=== What needs to be done ===
Reproduce the stretch of the listing from the line containing "drop a dot on every instance of the steep" through the end of the listing, both ends included. Keep every line as it is, but shift each x and y coordinate up by 50.
================
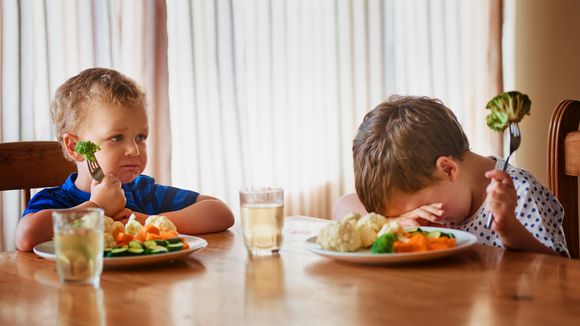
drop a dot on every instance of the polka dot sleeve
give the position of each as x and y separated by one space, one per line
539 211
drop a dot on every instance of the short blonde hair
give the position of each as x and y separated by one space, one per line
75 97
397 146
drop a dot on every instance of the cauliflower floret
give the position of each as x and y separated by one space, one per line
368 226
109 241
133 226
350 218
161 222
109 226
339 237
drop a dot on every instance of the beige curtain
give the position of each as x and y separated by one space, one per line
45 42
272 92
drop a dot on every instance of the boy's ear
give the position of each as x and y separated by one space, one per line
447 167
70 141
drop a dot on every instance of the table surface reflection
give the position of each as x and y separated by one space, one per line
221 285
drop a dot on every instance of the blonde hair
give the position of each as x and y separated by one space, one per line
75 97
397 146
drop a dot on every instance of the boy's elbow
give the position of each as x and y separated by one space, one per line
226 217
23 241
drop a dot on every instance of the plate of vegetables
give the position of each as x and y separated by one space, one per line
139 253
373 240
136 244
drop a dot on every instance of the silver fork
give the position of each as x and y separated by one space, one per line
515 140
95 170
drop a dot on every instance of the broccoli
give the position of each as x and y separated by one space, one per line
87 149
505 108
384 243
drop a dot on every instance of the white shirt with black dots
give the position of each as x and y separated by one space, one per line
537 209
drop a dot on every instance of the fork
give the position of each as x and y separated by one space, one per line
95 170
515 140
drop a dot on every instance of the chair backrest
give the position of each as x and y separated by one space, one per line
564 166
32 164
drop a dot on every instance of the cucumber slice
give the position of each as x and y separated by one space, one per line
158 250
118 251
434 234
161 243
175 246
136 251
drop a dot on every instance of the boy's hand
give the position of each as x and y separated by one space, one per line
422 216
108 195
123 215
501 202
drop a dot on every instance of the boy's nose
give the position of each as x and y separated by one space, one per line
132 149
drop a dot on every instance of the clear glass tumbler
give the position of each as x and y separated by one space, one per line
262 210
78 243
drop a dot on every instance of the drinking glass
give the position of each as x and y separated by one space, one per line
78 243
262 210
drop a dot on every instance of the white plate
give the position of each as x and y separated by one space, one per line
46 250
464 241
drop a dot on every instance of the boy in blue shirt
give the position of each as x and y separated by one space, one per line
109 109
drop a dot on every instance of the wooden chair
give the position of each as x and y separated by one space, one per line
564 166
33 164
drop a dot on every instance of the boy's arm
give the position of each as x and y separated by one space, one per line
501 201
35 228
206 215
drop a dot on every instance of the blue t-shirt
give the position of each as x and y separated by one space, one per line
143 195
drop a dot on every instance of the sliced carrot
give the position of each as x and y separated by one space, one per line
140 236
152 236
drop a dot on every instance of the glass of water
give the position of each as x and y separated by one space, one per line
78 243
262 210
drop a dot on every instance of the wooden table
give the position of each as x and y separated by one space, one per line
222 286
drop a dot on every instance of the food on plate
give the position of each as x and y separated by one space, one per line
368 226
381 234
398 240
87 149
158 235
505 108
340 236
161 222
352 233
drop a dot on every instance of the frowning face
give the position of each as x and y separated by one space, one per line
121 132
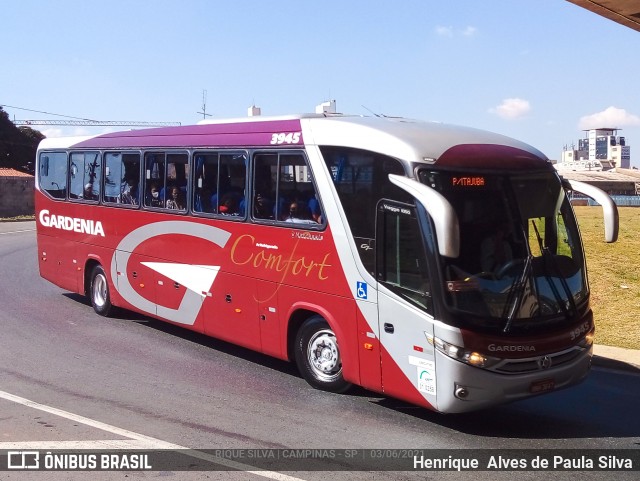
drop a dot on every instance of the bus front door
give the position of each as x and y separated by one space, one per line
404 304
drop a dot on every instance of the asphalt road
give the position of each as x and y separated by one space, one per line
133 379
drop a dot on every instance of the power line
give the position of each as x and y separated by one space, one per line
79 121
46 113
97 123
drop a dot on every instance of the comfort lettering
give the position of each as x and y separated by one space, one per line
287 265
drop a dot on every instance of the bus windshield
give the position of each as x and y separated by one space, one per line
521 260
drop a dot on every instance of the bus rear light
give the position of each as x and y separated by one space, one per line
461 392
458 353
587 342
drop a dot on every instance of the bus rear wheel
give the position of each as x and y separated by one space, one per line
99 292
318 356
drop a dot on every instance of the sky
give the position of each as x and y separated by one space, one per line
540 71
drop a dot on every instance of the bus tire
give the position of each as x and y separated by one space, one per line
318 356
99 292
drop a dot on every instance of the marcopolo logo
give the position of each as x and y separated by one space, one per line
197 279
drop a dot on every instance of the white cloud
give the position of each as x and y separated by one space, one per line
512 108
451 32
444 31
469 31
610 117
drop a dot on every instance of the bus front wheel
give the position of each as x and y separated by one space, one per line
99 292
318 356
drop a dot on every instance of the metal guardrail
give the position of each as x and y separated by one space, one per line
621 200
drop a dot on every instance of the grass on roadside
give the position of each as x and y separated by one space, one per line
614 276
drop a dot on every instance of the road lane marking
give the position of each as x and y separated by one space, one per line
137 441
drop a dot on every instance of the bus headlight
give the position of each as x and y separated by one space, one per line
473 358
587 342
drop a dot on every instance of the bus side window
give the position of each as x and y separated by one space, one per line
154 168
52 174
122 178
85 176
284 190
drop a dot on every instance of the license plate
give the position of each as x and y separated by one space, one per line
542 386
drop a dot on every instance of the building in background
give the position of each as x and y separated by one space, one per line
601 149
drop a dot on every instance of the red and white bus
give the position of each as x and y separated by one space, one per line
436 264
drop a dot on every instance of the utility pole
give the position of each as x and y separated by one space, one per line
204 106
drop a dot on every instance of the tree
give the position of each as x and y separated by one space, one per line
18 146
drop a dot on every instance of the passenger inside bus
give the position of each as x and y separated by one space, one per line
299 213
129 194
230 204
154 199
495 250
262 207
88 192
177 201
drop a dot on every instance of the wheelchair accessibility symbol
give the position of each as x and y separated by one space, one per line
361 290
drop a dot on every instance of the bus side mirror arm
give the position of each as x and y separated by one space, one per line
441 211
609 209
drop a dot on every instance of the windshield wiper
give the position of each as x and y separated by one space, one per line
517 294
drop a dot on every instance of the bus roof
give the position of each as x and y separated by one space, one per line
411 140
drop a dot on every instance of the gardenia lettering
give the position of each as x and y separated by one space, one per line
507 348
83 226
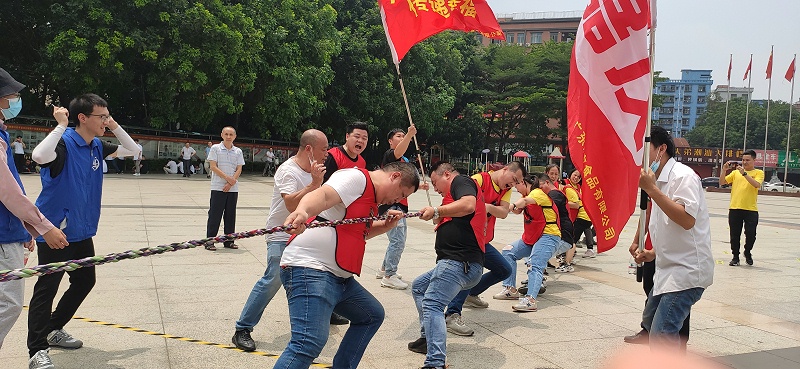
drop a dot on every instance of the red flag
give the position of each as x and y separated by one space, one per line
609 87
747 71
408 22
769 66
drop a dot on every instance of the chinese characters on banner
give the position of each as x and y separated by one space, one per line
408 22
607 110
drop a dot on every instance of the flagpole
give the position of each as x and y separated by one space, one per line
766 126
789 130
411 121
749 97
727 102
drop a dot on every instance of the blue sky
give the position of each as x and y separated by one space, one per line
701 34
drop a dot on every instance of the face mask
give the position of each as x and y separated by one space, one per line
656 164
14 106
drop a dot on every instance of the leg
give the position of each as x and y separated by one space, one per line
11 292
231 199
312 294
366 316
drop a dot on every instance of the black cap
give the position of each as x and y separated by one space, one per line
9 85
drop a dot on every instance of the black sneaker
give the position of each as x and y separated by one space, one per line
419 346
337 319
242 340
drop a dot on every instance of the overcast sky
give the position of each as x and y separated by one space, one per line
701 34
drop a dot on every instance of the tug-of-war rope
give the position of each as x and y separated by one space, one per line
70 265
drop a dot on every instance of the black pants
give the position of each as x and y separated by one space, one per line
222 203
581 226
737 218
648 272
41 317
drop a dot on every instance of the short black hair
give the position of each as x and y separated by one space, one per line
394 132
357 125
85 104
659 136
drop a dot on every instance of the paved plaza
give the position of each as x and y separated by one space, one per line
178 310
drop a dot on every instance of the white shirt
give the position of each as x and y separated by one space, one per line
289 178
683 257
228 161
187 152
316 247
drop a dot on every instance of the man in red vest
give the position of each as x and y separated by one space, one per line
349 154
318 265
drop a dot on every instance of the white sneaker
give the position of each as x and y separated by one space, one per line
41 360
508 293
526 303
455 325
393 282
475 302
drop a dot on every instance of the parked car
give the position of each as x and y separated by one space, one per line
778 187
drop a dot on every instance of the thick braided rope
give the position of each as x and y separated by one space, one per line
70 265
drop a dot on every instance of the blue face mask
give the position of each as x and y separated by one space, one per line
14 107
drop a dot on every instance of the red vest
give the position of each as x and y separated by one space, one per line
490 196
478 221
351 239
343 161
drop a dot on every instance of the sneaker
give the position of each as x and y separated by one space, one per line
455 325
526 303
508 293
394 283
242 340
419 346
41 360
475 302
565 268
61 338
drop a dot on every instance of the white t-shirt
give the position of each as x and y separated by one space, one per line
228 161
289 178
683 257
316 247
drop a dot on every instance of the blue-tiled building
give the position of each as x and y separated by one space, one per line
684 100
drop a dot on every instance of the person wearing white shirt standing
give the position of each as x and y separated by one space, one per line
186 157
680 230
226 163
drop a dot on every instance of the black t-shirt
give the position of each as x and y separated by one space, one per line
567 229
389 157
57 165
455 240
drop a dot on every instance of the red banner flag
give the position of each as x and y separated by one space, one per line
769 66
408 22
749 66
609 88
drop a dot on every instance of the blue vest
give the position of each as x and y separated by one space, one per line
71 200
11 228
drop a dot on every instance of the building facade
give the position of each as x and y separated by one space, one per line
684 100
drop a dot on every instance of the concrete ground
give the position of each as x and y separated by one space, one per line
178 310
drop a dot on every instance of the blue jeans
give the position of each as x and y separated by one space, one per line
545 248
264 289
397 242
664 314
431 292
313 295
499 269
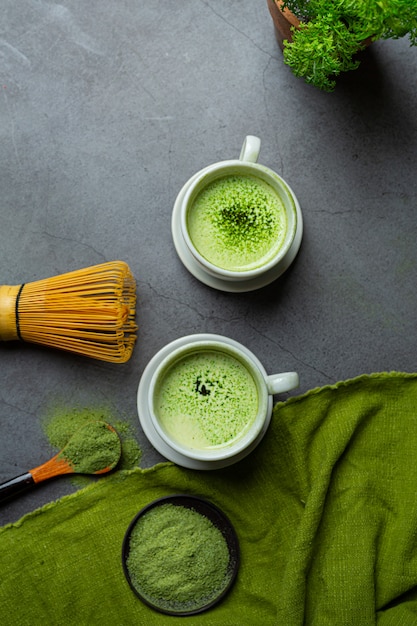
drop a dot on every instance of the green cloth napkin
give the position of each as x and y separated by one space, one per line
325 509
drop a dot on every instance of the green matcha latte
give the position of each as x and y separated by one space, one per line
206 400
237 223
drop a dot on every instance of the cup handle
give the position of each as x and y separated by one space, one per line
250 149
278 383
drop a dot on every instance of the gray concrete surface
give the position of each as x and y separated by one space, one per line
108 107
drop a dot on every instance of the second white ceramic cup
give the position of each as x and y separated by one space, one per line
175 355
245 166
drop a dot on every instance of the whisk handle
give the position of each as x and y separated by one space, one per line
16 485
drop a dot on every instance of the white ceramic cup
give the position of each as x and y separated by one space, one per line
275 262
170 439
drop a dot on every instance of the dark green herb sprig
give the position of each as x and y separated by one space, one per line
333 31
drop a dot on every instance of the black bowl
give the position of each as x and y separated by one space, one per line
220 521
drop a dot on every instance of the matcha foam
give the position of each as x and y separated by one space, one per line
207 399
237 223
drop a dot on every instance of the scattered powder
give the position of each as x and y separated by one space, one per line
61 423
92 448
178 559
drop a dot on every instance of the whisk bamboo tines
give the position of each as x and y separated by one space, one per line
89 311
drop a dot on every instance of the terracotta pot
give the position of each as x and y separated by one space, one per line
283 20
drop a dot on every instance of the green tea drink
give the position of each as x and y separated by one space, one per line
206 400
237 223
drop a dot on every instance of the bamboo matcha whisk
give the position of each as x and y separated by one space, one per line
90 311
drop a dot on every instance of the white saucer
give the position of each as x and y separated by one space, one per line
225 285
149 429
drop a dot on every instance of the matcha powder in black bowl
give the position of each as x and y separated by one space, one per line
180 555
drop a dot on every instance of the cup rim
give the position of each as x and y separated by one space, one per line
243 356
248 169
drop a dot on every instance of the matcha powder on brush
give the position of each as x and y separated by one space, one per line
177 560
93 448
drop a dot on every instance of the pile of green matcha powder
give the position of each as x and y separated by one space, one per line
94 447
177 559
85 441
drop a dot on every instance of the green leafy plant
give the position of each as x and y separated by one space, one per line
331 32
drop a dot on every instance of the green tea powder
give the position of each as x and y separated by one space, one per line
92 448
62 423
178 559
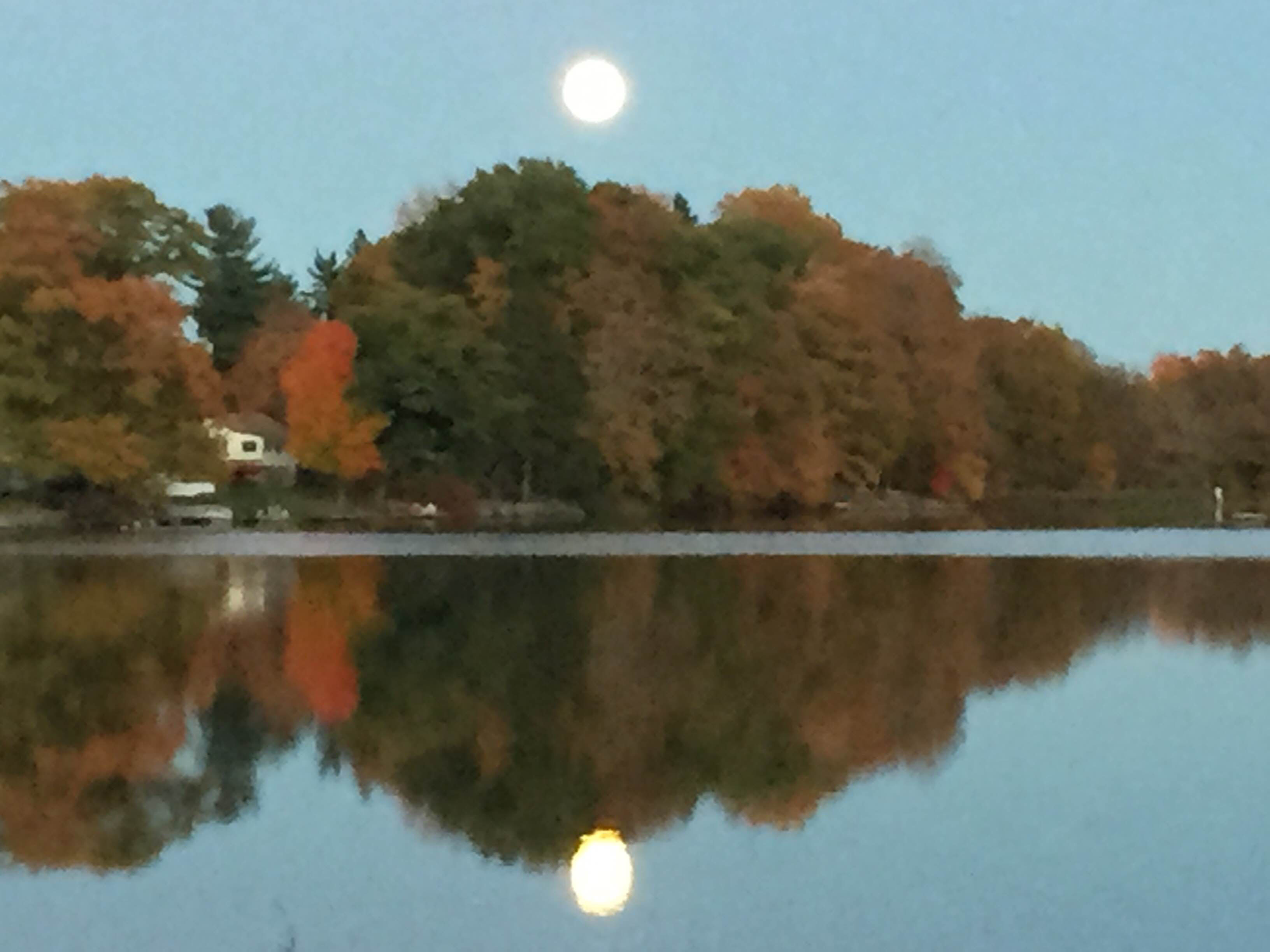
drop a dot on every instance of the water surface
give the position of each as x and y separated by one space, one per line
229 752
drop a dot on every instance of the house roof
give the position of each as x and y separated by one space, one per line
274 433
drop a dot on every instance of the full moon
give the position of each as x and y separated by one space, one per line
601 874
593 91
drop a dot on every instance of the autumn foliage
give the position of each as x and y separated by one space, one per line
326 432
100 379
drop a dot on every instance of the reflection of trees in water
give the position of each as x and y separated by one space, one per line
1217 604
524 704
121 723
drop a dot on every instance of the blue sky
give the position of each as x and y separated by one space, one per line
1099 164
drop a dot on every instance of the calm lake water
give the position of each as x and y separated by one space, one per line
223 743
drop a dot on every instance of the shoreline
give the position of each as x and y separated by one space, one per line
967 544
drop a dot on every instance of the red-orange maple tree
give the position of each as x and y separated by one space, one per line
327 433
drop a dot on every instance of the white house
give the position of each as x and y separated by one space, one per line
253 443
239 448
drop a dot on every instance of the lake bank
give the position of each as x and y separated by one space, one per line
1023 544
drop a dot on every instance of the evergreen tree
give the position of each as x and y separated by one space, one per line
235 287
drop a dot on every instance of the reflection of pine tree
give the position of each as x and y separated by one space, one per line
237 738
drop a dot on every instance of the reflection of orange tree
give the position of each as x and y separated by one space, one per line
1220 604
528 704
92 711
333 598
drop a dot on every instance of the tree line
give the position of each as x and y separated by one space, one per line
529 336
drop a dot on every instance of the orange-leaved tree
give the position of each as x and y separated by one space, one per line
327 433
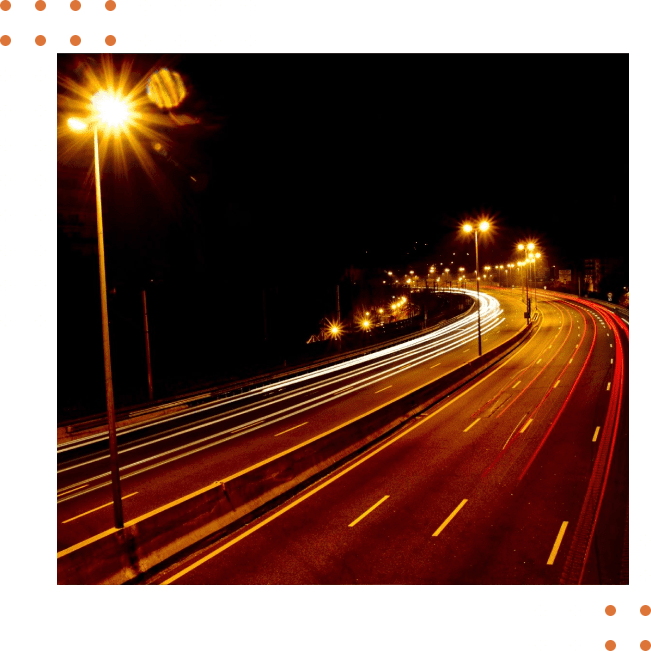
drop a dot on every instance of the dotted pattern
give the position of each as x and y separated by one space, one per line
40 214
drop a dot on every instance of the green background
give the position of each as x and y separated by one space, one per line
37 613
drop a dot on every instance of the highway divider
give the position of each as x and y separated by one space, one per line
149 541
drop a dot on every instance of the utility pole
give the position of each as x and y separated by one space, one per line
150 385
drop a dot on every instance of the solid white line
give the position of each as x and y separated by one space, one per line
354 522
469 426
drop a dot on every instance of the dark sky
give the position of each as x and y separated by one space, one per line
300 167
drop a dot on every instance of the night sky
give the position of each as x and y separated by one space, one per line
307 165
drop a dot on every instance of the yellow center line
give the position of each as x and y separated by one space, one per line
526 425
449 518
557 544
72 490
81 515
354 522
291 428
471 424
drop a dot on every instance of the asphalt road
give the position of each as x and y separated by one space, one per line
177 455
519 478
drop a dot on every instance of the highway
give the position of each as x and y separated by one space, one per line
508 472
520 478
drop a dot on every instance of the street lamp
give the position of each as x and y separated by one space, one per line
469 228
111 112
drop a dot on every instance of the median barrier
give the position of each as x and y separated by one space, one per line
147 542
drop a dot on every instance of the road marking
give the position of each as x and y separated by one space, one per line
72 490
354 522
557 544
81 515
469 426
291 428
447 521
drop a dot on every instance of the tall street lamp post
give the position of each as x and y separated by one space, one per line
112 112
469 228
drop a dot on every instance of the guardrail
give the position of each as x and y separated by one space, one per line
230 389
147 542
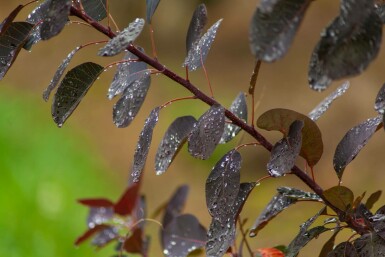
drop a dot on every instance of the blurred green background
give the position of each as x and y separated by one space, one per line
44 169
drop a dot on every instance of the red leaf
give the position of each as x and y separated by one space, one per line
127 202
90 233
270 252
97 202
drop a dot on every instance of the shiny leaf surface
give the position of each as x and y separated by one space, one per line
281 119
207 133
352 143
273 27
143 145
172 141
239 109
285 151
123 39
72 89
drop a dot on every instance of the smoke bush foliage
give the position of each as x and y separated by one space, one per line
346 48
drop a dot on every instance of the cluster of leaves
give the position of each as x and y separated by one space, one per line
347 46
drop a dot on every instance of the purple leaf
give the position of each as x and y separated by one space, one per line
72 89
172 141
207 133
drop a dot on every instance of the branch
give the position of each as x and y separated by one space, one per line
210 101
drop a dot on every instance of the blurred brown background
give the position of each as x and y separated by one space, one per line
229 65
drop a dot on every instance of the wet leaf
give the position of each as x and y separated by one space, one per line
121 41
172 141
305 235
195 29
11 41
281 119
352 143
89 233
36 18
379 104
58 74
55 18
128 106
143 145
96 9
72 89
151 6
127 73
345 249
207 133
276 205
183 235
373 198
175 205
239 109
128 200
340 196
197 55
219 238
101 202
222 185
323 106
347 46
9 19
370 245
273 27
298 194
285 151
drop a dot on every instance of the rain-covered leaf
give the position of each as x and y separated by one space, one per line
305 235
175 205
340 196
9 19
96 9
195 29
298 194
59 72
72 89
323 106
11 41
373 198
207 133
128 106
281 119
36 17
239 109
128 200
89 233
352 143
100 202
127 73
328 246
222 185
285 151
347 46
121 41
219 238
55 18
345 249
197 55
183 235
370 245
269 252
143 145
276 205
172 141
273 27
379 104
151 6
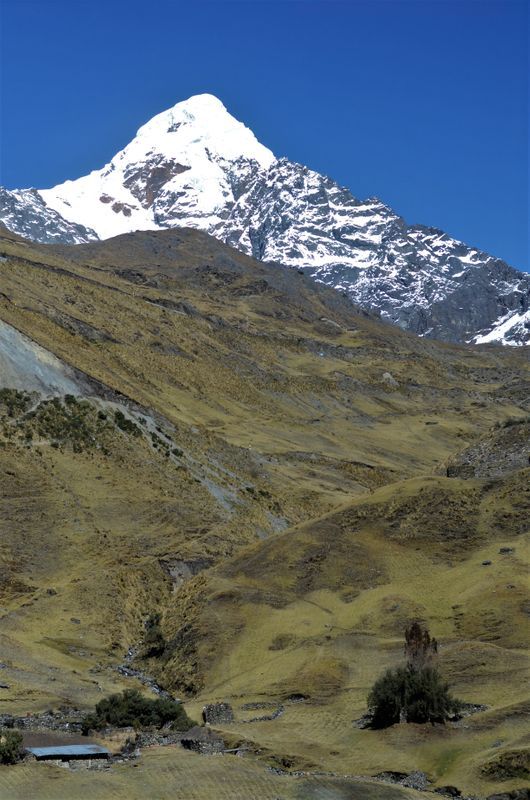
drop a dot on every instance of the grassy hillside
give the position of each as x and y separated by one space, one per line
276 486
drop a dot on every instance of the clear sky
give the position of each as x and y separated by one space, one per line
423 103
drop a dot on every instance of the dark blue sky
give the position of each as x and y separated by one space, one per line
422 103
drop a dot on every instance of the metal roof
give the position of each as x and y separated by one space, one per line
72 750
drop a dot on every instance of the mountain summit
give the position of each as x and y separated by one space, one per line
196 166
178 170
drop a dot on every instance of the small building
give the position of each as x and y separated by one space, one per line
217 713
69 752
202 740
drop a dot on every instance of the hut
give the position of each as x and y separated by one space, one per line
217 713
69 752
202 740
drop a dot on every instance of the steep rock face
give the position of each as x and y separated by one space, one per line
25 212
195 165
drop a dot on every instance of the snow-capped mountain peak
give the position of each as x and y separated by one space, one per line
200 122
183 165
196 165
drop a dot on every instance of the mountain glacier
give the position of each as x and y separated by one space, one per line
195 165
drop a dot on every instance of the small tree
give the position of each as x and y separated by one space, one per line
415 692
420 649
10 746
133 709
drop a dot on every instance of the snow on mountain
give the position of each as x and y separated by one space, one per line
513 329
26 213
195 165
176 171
================
=== Output for this exercise ===
drop a dot on every instance of the steep rock face
give the position of each as x and y separated by one space, one per line
75 262
245 215
drop a dot on every instance of the snow-capped mountain peak
give the position of each as x and y separated by one space, one per line
250 172
233 215
246 215
drop a dot on every instance of the mountain glacier
give the position of each as x and y separated by one space, one per line
245 215
drop a dot on every instance of the small tree
give the position of each as x and y separated by one space, one per line
465 742
470 699
60 796
183 759
drop a dot on every instance of the snow on mountain
give the position of each as x and y separated by one space, one per line
563 379
76 263
245 215
226 221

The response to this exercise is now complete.